## 課題 1
業務委託契約についての抜粋から、「いずれの職種も成果物の品質を」から「メリットについて解説します。」までを、両端も含めて一字も変えずに書き写してください。

## 抜粋
-=-=-=-=-

業務委託契約の場合、成果物の品質が最初に取り決めた基準に達しなければ、報酬が発生しない可能性があります。また、委任契約は法律行為の事務処理、準委任契約は法律行為以外の事務処理を取り扱う場合に結ばれます。
フリーランス(個人事業主)との違い
フリーランス(個人事業主)が企業から業務を請け負う際、業務委託契約が締結されます。事前に業務委託契約を結んでおくことで、あとから受託した業務範囲で揉めるリスクを軽減できます。
委託する業務の範囲や成果物に求められる品質などの詳細が決まるまでは、契約を結ばない方がよいでしょう。仕事を獲得した後に細部を詰めて、適切な契約を結ぶように心掛けてください。
業務委託契約を結ぶことが多い職種
業務委託契約を結ぶことが多い職種は、デザイナー・ライター・プログラマー・エンジニア、などクリエイティブ関連の職種がほとんどです。
いずれの職種も成果物の品質を定めやすく、働く時間に縛られにくい点が特徴です。また、職種ごとに求められるスキルは異なりますが、個人の裁量を発揮しやすい仕事といえます。業務に関する知見やスキルによっては高収入を得られるため、企業から独立してフリーランスとして働く人も増えています。
業務委託契約で働くメリット・デメリット
業務委託契約で働くうえでは、雇用形態としてのメリット・デメリットも把握しておきましょう。ここでは、業務委託契約で働く主なメリット・デメリットについて解説します。
メリット
業務委託契約のもっとも大きなメリットは、時間や場所にとらわれず、得意分野の仕事に取り組めることです。あくまで成果物が報酬発生点となるため、いつ・どこで働いてもよい特徴があります。さらに、得意分野の業務のみを契約することで、自身の得意分野を活かした仕事に取り組むことができます。会社員として働く場合、不得意な仕事を依頼されても受けざるを得ません。しかし、業務委託であれば条件が合わない仕事は断ることが可能です。

-=-=-=-=-

## 演習用リスト
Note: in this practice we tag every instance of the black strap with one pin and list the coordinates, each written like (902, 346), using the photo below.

-=-=-=-=-

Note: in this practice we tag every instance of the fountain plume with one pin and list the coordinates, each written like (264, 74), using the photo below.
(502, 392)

-=-=-=-=-

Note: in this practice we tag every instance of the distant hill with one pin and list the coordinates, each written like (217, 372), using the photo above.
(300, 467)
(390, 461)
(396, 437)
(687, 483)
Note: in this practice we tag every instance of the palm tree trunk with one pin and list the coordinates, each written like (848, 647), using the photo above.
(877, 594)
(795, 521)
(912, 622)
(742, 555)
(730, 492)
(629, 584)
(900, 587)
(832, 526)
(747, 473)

-=-=-=-=-

## 課題 2
リストのうち、「each」という語を含む行をすべて示してください。

## 記述回答 1
いずれの職種も成果物の品質を定めやすく、働く時間に縛られにくい点が特徴です。また、職種ごとに求められるスキルは異なりますが、個人の裁量を発揮しやすい仕事といえます。業務に関する知見やスキルによっては高収入を得られるため、企業から独立してフリーランスとして働く人も増えています。
業務委託契約で働くメリット・デメリット
業務委託契約で働くうえでは、雇用形態としてのメリット・デメリットも把握しておきましょう。ここでは、業務委託契約で働く主なメリット・デメリットについて解説します。

## 記述回答 2
Note: in this practice we tag every instance of the black strap with one pin and list the coordinates, each written like (902, 346), using the photo below.
Note: in this practice we tag every instance of the fountain plume with one pin and list the coordinates, each written like (264, 74), using the photo below.
Note: in this practice we tag every instance of the distant hill with one pin and list the coordinates, each written like (217, 372), using the photo above.
Note: in this practice we tag every instance of the palm tree trunk with one pin and list the coordinates, each written like (848, 647), using the photo above.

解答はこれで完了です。